Action item:
Set down the first line below and each line after it, ending with the one that holds "Target: street lamp head". Pictures do not belong in the copy.

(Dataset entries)

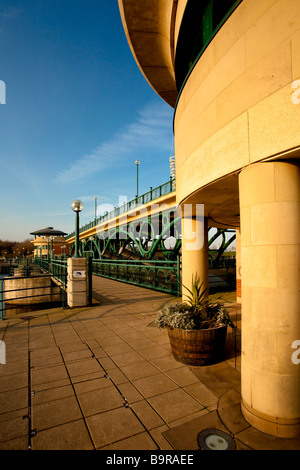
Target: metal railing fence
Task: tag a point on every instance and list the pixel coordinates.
(30, 295)
(154, 193)
(161, 276)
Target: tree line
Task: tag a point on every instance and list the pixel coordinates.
(11, 249)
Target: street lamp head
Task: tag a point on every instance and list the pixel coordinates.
(77, 206)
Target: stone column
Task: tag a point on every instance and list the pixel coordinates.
(194, 246)
(77, 282)
(270, 252)
(238, 267)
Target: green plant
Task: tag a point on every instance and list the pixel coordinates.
(194, 313)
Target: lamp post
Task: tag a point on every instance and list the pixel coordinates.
(137, 178)
(77, 207)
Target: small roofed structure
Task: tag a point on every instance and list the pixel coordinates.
(49, 242)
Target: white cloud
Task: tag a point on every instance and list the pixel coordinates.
(152, 129)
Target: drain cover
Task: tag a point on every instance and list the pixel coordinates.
(215, 439)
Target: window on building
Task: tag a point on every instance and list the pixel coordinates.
(200, 22)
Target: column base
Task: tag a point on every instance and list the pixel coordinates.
(282, 428)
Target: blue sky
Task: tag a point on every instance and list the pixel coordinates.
(78, 113)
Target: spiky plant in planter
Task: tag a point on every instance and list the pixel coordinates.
(197, 328)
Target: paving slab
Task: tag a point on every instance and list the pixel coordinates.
(103, 377)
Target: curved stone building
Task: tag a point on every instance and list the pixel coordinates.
(231, 71)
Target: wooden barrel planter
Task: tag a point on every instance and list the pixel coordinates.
(198, 347)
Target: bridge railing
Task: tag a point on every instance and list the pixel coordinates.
(151, 195)
(161, 276)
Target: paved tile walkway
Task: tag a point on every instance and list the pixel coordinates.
(103, 377)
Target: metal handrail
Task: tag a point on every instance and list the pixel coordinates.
(162, 190)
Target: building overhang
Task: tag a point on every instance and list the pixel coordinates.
(147, 27)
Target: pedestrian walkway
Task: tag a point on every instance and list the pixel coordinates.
(103, 377)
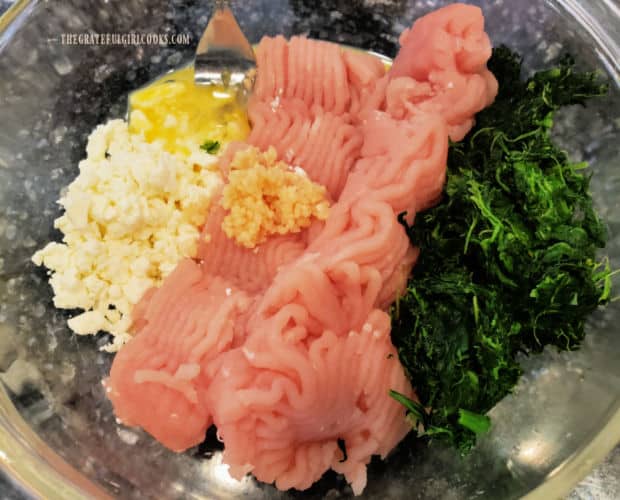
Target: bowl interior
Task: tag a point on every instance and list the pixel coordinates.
(53, 94)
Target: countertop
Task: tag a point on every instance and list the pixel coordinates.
(602, 484)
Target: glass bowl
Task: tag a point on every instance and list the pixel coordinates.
(58, 435)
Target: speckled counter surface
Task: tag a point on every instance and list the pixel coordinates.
(602, 484)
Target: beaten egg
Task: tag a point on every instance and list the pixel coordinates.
(182, 115)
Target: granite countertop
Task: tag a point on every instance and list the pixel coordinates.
(602, 484)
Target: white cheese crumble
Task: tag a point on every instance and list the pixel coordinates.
(130, 216)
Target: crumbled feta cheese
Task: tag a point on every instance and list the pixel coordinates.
(130, 216)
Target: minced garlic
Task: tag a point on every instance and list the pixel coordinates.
(265, 196)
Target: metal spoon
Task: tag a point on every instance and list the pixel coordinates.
(224, 56)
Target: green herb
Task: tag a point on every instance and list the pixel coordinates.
(508, 258)
(211, 147)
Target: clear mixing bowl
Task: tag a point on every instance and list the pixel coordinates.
(58, 435)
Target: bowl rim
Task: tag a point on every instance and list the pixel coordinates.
(40, 472)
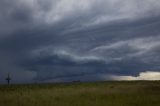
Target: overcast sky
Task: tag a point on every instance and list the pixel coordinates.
(87, 40)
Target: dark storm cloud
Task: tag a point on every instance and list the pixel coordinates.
(68, 39)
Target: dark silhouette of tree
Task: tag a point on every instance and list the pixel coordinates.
(8, 79)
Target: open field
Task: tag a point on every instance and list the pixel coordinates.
(138, 93)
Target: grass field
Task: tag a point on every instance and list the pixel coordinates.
(135, 93)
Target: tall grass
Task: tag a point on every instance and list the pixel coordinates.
(139, 93)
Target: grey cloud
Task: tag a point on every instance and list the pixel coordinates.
(97, 37)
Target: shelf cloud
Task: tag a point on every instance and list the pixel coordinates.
(65, 40)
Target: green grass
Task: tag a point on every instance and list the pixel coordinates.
(138, 93)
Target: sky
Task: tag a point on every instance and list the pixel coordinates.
(87, 40)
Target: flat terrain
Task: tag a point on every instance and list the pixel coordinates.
(112, 93)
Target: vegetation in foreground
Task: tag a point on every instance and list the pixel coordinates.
(133, 93)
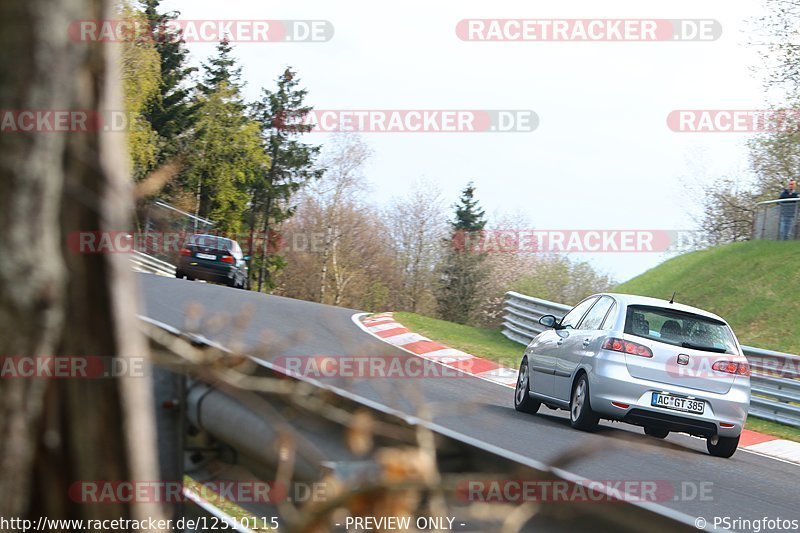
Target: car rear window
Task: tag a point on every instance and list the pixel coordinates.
(679, 328)
(211, 241)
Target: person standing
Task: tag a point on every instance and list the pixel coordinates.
(788, 211)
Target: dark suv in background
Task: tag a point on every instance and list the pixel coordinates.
(213, 258)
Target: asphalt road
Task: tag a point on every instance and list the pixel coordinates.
(747, 486)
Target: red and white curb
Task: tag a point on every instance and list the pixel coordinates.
(386, 328)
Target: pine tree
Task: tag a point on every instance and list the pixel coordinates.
(281, 115)
(462, 270)
(170, 113)
(227, 152)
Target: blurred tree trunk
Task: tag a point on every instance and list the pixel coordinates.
(52, 299)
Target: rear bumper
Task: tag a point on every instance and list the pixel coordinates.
(197, 269)
(610, 381)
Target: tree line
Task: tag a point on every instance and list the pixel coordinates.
(729, 205)
(301, 207)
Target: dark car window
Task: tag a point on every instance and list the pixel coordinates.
(679, 328)
(573, 317)
(596, 314)
(212, 242)
(611, 318)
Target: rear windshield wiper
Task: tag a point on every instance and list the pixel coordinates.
(703, 348)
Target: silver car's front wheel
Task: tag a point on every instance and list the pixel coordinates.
(581, 415)
(522, 400)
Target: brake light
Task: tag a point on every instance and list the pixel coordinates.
(729, 367)
(628, 347)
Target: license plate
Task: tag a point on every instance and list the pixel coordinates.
(678, 403)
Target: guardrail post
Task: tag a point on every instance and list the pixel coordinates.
(169, 390)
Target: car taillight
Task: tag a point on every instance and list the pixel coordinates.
(729, 367)
(628, 347)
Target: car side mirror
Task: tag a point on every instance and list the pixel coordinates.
(548, 321)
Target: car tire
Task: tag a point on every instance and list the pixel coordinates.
(522, 400)
(724, 447)
(581, 415)
(659, 433)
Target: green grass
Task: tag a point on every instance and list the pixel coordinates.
(755, 286)
(772, 428)
(480, 342)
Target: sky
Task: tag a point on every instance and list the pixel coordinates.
(602, 156)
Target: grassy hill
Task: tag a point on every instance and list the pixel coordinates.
(755, 286)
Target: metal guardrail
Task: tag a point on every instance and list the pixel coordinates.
(767, 219)
(245, 424)
(146, 263)
(775, 377)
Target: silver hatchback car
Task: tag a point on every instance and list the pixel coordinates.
(649, 362)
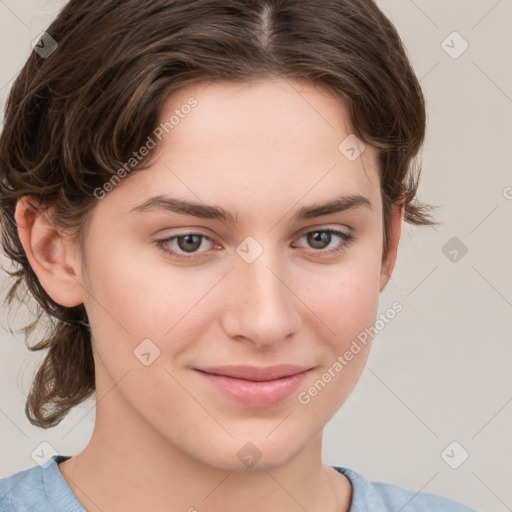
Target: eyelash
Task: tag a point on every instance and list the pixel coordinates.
(347, 238)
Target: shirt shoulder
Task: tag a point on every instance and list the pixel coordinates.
(38, 489)
(383, 497)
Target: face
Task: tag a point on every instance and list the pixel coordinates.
(173, 291)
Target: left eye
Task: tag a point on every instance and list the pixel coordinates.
(191, 242)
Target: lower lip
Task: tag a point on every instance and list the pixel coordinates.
(256, 394)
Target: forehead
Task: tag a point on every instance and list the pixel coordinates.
(273, 139)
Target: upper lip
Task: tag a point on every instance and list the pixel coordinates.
(254, 373)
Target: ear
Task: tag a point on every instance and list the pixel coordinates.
(388, 264)
(51, 255)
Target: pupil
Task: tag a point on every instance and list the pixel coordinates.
(188, 242)
(317, 236)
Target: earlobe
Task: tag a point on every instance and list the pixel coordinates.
(388, 264)
(49, 253)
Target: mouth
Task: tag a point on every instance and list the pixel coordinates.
(255, 387)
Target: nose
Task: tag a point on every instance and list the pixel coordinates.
(262, 306)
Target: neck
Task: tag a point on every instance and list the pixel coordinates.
(128, 465)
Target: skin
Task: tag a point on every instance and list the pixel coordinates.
(163, 438)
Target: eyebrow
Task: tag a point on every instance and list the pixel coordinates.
(203, 211)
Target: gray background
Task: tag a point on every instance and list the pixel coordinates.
(440, 371)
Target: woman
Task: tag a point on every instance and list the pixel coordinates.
(278, 139)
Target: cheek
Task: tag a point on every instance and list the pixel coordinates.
(346, 296)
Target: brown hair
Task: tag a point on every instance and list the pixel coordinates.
(75, 116)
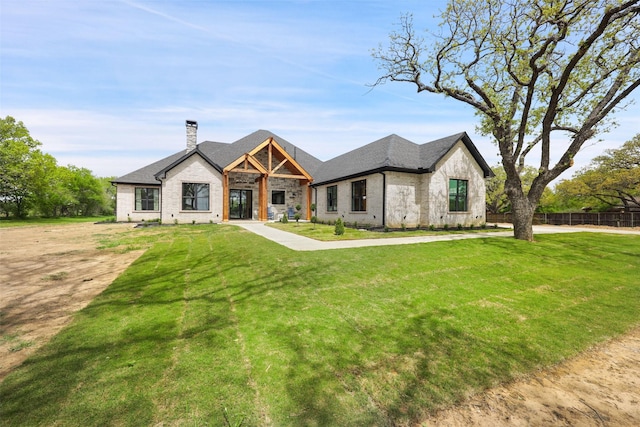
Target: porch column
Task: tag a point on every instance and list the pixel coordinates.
(225, 197)
(263, 198)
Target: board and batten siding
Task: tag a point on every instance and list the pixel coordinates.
(373, 214)
(193, 170)
(413, 199)
(126, 203)
(458, 163)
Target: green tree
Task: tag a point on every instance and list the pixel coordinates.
(540, 75)
(109, 194)
(87, 192)
(19, 154)
(612, 179)
(496, 198)
(51, 192)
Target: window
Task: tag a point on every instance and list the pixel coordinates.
(458, 195)
(359, 196)
(195, 197)
(147, 199)
(332, 198)
(277, 197)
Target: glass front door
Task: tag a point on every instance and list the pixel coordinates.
(240, 204)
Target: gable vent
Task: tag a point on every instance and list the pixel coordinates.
(192, 135)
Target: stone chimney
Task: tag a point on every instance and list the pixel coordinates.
(192, 135)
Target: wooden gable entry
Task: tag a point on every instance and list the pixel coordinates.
(277, 158)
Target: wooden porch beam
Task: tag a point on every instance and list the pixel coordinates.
(279, 166)
(282, 175)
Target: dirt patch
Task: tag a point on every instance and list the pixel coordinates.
(48, 273)
(601, 387)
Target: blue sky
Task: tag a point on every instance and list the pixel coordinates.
(108, 85)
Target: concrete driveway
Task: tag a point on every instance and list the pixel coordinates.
(300, 243)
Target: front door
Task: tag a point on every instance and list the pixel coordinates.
(240, 203)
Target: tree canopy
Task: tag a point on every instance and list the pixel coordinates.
(610, 181)
(544, 77)
(32, 181)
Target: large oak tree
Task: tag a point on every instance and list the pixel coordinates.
(545, 77)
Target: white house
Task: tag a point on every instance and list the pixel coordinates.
(390, 182)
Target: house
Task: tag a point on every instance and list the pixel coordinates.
(396, 183)
(390, 182)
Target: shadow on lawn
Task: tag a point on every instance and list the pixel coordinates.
(396, 374)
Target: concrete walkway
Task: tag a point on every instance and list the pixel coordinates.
(300, 243)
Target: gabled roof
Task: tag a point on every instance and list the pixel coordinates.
(394, 153)
(217, 154)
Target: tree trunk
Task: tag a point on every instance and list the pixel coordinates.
(522, 217)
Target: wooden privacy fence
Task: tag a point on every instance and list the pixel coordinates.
(612, 219)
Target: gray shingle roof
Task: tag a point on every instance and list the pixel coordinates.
(389, 153)
(219, 154)
(393, 153)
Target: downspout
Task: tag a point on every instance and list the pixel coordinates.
(384, 199)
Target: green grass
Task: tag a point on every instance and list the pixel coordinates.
(216, 326)
(325, 232)
(31, 221)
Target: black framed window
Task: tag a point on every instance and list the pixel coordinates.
(277, 197)
(359, 196)
(195, 197)
(458, 195)
(332, 198)
(147, 199)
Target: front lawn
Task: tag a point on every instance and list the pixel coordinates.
(324, 232)
(21, 222)
(214, 325)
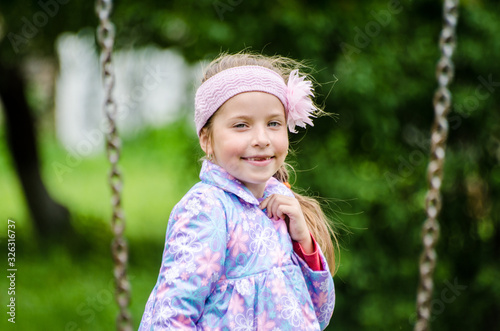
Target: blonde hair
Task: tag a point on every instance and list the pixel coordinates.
(317, 222)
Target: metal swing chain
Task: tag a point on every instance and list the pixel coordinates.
(105, 37)
(442, 105)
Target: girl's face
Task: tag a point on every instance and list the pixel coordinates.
(249, 138)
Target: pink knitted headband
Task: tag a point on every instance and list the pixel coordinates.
(295, 96)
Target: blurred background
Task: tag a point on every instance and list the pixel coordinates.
(374, 62)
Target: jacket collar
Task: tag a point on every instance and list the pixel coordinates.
(217, 176)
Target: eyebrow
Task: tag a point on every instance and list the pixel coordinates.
(247, 117)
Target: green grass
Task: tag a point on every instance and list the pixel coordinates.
(71, 288)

Written response:
Target: metal railing fence
Task: tag a point on every instance and list the pixel coordinates.
(30, 295)
(154, 193)
(161, 276)
Target: tree line
Task: tag a point on every instance and list the pixel coordinates.
(11, 249)
Target: street lamp head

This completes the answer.